Brief:
Up to and including the line that contains "Target: boulder", reproduce every line exactly, beginning with the first line below.
======== Records provided
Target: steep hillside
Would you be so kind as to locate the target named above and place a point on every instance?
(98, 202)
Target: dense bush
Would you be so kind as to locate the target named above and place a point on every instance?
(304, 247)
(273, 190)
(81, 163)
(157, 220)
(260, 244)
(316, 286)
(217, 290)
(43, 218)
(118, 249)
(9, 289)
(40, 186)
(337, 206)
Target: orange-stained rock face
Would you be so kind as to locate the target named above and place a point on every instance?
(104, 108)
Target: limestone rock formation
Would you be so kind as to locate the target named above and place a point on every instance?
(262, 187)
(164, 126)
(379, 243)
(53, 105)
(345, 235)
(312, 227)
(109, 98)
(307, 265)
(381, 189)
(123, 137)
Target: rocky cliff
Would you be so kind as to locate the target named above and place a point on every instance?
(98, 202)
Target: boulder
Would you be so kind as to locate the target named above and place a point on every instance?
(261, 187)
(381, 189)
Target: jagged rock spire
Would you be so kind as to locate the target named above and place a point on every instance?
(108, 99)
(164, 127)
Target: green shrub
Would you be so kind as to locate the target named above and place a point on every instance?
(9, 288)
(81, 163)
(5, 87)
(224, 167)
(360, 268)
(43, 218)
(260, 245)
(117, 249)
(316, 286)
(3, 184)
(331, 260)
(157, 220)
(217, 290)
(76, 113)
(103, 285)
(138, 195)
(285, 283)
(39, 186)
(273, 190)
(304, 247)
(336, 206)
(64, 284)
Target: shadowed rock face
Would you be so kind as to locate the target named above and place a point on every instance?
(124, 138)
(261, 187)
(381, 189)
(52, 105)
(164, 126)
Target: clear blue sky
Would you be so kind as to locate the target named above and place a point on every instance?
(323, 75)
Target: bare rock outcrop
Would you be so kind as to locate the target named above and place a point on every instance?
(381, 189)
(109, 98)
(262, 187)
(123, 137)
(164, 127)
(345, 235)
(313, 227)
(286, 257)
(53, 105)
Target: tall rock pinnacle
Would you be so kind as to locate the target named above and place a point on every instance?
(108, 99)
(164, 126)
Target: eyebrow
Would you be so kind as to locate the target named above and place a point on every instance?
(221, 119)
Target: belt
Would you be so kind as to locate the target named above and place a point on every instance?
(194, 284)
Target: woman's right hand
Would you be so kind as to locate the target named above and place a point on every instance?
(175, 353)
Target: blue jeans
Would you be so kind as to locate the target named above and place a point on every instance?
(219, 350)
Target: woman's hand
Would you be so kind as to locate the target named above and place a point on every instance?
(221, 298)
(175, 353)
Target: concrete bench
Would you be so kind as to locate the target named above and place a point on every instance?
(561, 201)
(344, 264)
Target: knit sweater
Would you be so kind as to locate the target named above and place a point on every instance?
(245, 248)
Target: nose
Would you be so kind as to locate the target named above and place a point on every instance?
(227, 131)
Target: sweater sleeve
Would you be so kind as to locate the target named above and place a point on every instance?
================
Task result:
Target: steep hillside
Would you be so kind as to locate the target named above and place a point on every instance?
(98, 202)
Target: dense bush
Would you be so kind as to locate the target named above and place a point on every instance?
(304, 247)
(273, 190)
(81, 163)
(157, 220)
(260, 244)
(316, 286)
(217, 290)
(43, 218)
(118, 249)
(9, 289)
(40, 186)
(337, 206)
Target: orange-stained rock face
Would you be so kind as to locate the target named above and place a point on every instance?
(104, 108)
Target: limestone rock formation
Would you be so kind as to locate the target named above and place a point on every instance?
(262, 187)
(164, 126)
(379, 243)
(53, 105)
(345, 235)
(312, 227)
(109, 98)
(307, 265)
(381, 189)
(123, 137)
Target: rocky cliff
Would you be so kind as to locate the target named above and place a point on every instance?
(98, 202)
Target: boulder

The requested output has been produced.